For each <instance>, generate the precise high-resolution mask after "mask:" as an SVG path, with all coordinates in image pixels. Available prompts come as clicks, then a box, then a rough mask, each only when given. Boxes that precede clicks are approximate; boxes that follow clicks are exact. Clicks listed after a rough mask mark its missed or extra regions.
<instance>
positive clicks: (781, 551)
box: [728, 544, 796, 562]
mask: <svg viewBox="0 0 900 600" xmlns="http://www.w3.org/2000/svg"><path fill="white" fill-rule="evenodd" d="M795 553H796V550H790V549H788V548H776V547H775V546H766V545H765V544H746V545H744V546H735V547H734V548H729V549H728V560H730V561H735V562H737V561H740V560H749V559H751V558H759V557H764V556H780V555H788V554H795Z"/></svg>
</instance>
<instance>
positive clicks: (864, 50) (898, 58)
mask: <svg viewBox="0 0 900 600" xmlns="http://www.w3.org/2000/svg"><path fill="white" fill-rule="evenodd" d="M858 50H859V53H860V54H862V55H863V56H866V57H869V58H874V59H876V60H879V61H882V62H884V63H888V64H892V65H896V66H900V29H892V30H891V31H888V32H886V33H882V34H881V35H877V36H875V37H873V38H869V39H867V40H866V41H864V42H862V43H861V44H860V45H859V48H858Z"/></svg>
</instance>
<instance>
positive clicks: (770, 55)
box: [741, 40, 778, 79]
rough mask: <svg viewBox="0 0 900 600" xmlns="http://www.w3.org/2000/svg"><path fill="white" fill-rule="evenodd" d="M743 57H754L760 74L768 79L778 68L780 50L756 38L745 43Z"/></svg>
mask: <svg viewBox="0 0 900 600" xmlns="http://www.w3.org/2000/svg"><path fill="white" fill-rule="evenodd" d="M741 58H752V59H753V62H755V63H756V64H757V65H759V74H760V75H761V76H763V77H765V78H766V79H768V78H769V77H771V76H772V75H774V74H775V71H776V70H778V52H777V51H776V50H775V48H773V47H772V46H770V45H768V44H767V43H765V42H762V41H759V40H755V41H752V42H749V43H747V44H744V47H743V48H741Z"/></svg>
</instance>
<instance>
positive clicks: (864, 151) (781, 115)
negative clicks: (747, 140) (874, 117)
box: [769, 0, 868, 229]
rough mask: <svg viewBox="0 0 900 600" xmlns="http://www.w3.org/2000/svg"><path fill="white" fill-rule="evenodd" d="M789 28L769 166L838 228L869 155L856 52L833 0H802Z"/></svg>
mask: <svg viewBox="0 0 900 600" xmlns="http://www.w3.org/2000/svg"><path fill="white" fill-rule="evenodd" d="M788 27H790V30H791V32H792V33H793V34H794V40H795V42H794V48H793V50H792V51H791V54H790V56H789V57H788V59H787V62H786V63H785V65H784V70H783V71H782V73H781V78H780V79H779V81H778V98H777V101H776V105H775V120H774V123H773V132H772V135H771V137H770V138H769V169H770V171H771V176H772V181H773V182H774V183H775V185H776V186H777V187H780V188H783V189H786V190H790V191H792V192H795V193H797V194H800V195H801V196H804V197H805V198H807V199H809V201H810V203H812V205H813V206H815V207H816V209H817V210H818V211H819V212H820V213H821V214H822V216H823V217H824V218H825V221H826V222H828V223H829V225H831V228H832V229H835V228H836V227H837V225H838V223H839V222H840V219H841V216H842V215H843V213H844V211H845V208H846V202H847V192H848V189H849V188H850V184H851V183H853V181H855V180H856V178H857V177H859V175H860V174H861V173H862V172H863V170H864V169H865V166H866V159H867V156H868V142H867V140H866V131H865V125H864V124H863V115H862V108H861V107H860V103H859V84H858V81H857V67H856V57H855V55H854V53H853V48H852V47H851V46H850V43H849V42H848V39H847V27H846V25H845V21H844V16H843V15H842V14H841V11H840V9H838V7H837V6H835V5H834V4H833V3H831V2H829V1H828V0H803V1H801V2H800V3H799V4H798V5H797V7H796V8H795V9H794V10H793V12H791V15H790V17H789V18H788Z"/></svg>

━━━━

Directions for this task: What do the lines above say from the one containing "57H754L760 74L768 79L778" down to the one containing "box: [769, 0, 868, 229]"? Return them exactly, both end lines included, and only them.

Reply to the task:
rough mask: <svg viewBox="0 0 900 600" xmlns="http://www.w3.org/2000/svg"><path fill="white" fill-rule="evenodd" d="M743 57H754L760 74L768 79L778 68L780 50L756 38L745 43Z"/></svg>
mask: <svg viewBox="0 0 900 600" xmlns="http://www.w3.org/2000/svg"><path fill="white" fill-rule="evenodd" d="M741 58H752V59H753V62H755V63H756V64H757V65H759V74H760V75H761V76H763V77H765V78H766V79H768V78H769V77H771V76H772V75H774V74H775V71H776V70H778V52H777V51H776V50H775V48H773V47H772V46H770V45H768V44H767V43H765V42H762V41H759V40H755V41H752V42H749V43H747V44H744V47H743V48H741Z"/></svg>
</instance>
<instance>
positive clicks: (864, 151) (781, 115)
negative clicks: (747, 140) (874, 117)
box: [769, 0, 868, 229]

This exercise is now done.